++++ Page text ++++
How’s that workin’ out for you all?

Ok, so what if this sounded a lot like an update of the old floating world brothel-crawler notion of “iki” — which incidentally influenced european ideas of the flaneur – – as well as trying to drag the old-school practice of situating narratives of minority sexualities and gender expressions in lurid pulp exploitation settings into a better neighborhood [see: https://heartsoffuriousfancies.wordpress.com/2015/08/21/your-own-private-game-of-laplace/] via Comiket, shoujo manga and its more interesting offshoots.

Along the way, a lot of folks pretended that they forgot someone(s).

If you are a not-quite-straight kid in Japan (or adult) and you value your privacy, this pretense or at least quiet convention had (and still has) its uses. The last decade’s general agreement about BL and yaoi in Japan was that %90+ of the readership was female and that the overwhelming majority of these were straight women who enjoyed it as a relaxing and amusing diversion. If you were a gei male, there was manly-manly Bara for you and nobody really bothered about what 3D women who liked women cared to read. There were even a few convenient broadsides from honest to goodness flesh-and-blood homosexual male polemicists who criticised the rotten tribes for acting like “dirty old men” (though the major flare-up of this controversy happened decades earlier). If real gay guys groused about the stuff, it must be some kind of odd straight-girl fantasy thing and therefore harmless. Pay no attention to the fujoshi behind the curtains.

Meanwhile in the euroethnic mostly anglosphere west, research spotty as it was, indicated that slash readership was closer to %50-50 male-female and that the desires and identifications of the readership were all over the map, with a strong ‘queer’ gradient.

Something was due for a change.

I wonder how many casual fujoshi will make their way to the conference this weekend? What the devil is a casual fujoshi anyway?

In truth, gay folk, queer folk have always, apparently been part of creating these stories and consuming them. Folks are doing the historical research so that concealment does not end up as erasure. At the same time, there is a vast readership and fandom made up out of straight women and even (per the two extant fan studies plus hints about secret secret publisher data) somewhere around %1 straight male readership (%10-15 of the male readership). And then there are lesbian fujoshi, who while unfathomable in terms of demographic representation, make up some of the most productive and articulate champions of the genre. And there are gay guys who like it too. (those fan studies would put them at %80 of the male readership or %8 of the total readership) Over across the boulevard are the Yuri fans with all those pesky mostly-straight male yuri-danshi (I still prefer the older, western-anglosphere LFB term), even if them’s are for a different conference (which I would also really like to attend). We LFB guys aren’t too good on holding up our end of the fandom, but our Japanese brethren keep buying the magazines, so that’s something.
++++ Material ++++
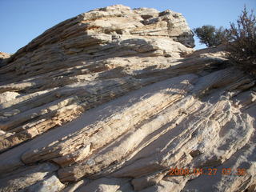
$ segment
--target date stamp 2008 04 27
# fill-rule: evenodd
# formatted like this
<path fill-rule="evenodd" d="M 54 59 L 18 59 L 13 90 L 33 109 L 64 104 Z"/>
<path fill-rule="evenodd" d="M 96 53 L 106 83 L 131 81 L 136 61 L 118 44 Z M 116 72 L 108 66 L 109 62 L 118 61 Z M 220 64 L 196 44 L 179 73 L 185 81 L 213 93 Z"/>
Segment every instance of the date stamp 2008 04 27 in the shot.
<path fill-rule="evenodd" d="M 223 175 L 234 175 L 234 176 L 243 176 L 246 174 L 246 170 L 242 168 L 231 169 L 231 168 L 222 168 L 218 170 L 217 168 L 170 168 L 169 175 L 170 176 L 186 176 L 186 175 L 216 175 L 219 174 Z"/>

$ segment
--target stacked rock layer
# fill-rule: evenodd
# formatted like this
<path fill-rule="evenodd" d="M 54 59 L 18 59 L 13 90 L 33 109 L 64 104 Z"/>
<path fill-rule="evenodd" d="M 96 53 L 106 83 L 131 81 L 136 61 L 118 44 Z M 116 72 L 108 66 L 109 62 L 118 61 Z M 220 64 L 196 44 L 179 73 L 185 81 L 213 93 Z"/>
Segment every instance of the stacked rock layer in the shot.
<path fill-rule="evenodd" d="M 255 81 L 193 47 L 182 14 L 118 5 L 2 57 L 0 191 L 254 191 Z"/>

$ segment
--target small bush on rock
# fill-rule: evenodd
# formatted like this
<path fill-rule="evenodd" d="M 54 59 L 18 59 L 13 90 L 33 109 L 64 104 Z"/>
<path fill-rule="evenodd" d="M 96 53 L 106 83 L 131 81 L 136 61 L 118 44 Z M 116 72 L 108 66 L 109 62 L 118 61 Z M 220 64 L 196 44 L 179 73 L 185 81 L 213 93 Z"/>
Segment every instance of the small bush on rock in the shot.
<path fill-rule="evenodd" d="M 226 45 L 230 61 L 246 72 L 256 74 L 256 18 L 253 10 L 248 14 L 246 8 L 237 20 L 226 30 Z"/>
<path fill-rule="evenodd" d="M 202 26 L 194 29 L 194 32 L 199 38 L 200 42 L 206 44 L 208 47 L 222 44 L 226 33 L 223 27 L 218 29 L 214 26 Z"/>

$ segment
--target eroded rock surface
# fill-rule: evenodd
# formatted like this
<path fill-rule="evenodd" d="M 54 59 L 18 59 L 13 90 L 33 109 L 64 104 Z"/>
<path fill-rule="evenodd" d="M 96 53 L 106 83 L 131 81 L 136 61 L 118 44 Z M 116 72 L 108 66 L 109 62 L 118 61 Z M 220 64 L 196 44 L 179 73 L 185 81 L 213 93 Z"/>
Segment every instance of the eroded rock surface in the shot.
<path fill-rule="evenodd" d="M 255 80 L 193 46 L 182 14 L 118 5 L 5 60 L 0 191 L 254 191 Z"/>

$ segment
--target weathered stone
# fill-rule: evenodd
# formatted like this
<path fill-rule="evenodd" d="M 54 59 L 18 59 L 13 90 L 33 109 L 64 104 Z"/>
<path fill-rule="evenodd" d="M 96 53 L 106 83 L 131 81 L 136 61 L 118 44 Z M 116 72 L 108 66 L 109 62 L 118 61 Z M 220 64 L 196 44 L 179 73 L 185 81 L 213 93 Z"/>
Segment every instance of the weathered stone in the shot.
<path fill-rule="evenodd" d="M 193 46 L 181 14 L 117 5 L 6 57 L 0 190 L 254 191 L 256 82 Z"/>

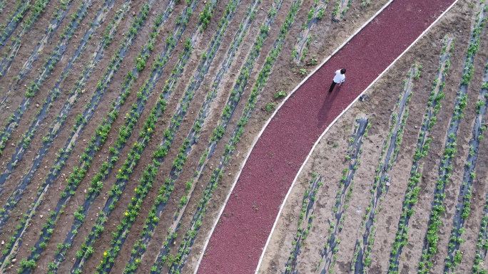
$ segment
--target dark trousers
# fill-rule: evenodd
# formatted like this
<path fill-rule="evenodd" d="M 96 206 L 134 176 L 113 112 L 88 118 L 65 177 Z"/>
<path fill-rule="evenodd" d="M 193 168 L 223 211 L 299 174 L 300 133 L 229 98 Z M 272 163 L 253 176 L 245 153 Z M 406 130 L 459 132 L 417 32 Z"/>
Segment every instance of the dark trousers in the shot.
<path fill-rule="evenodd" d="M 329 93 L 332 93 L 332 90 L 334 89 L 334 87 L 335 87 L 335 84 L 337 84 L 337 83 L 332 81 L 332 85 L 330 85 L 330 88 L 329 88 Z"/>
++++
What this task involves – In the post about BL and yaoi readership, what share of the readership in Japan did the last decade's general agreement put as female? The rows are separate material, unrelated to the post.

Solution to this problem – Ninety percent or more.